#### [Задание A]
Перепишите из текста о Флоренции отрывок, начиная со слов «Прежде всего, убивает» и заканчивая словами «мировую славу Рима.» включительно.

#### [Исходный текст]

------------------------------------

А это именно здание. Страшное, мёртвое в своей каменности… потрясающее. Оно всё от земли, от человеческого титанизма, от грешной гордыни.
Тут нет ничего религиозного.
Тут дышит мехами механика власти…
Тут львиная лапа стоит, прорвав когтями борозды в граните.
Тут аристократизм, рассчитанный безупречно, как самолюбивый, едва обозначенный поклон испанца, зашитого во всё чёрное.
Ничто тут не смиренно и не согласно смириться.
Тут вечная война человеческой воли и яростных жажд.
Заходящее солнце обожгло каменное лицо Питти, но оно не приняло никакого выражения, даже не сощурилось под жестоким лучом.
Окна сверкнули, но не слезами, а зеркальной слепотой безучастия.
Я понял, что попал, наконец, во Флоренцию.
Я попал в город трагедии.
Флоренция – трагический город.
Она живёт трагедией.
Она живёт – и в этом её трагедия.
Чем убивает этот город?
Да тем же, чем и сам убит.
Своим величием.
Прежде всего, убивает сознание – одно лишь сознание ценностей, накопленных… копившихся… созидавшихся и созданных в этом городе.
Отсюда явлен был миру Данте, как поэт и философ.
Здесь Брунеллески то ли завершал архитектуру средневековья, то ли создавал архитектуру Возрождения.
Здесь Донателло подготовил великим своим творчеством мифические «ужасы» Микеланджело.
Здесь Мазаччо и Мазолино начинали в капелле Бранкаччи не только итальянский живописный Ренессанс, но и вообще новый день европейской живописи.
Здесь творил непостижимый Боттичелли.
Здесь начинался Леонардо, а там, где начинается Леонардо, уж там-то наверняка пуп земли.
И Микеланджело ведь тоже начинался здесь, прежде чем отправиться созидать мировую славу Рима.
Здесь на известных всему человечеству и всё равно неведомых дорожках повсюду следы титанов, «священных чудищ» (I mostri sacri), как называют итальянцы самых великих.
Они роились здесь… они рождались здесь, где герцоги не просто были склонны к размышлению, где они не просто задумывались, превращаясь в философов, но задумывали и осуществляли замыслы философских академий.
Где Бенвенуто Челлини лил драгоценнейшее в мире золото.
Где Пико делла Мирандола вещал о достоинстве человека, а Макиавелли – о нищете морали.
Этот город убивает одним сознанием…
… и фасадом палаццо Питти.
Здесь, на этих улицах, в пыли и грязи, дворцы живут потрёпанной, поруганной жизнью никому не нужных больших людей.
Они живут, стиснув покорёженные зубы, оглохшие, остервеневшие от нескончаемого позора мотоциклетных выхлопов.
Он живёт… этот город!
Он знает цену себе, хотя никто уже давно не платит ему его действительной цены.
Это трагедия человеческого достоинства, того самого достоинства, о котором так много толковал Джованни Пико делла Мирaндола.
Чего стоит вся торговая и политическая возня венецианской истории, венецианского могущества в сравнении с духовным взлётом Флоренции?
Может, оттого так блаженна и легка бесконечная смерть Венеции?

------------------------------------

#### [Строки]
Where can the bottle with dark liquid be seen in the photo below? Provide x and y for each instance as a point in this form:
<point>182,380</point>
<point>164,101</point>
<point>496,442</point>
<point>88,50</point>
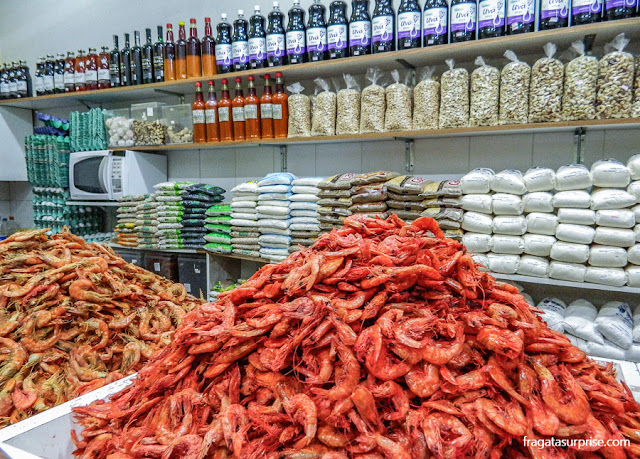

------------------------------------

#### [Задание B]
Сведите строки всех записей в нумерованный список, пропустив пустые строки. Изображения в ответ не включайте.

#### [Ожидаемый ответ A]
Прежде всего, убивает сознание – одно лишь сознание ценностей, накопленных… копившихся… созидавшихся и созданных в этом городе.
Отсюда явлен был миру Данте, как поэт и философ.
Здесь Брунеллески то ли завершал архитектуру средневековья, то ли создавал архитектуру Возрождения.
Здесь Донателло подготовил великим своим творчеством мифические «ужасы» Микеланджело.
Здесь Мазаччо и Мазолино начинали в капелле Бранкаччи не только итальянский живописный Ренессанс, но и вообще новый день европейской живописи.
Здесь творил непостижимый Боттичелли.
Здесь начинался Леонардо, а там, где начинается Леонардо, уж там-то наверняка пуп земли.
И Микеланджело ведь тоже начинался здесь, прежде чем отправиться созидать мировую славу Рима.

#### [Ожидаемый ответ B]
1. Where can the bottle with dark liquid be seen in the photo below? Provide x and y for each instance as a point in this form:
2. <point>182,380</point>
3. <point>164,101</point>
4. <point>496,442</point>
5. <point>88,50</point>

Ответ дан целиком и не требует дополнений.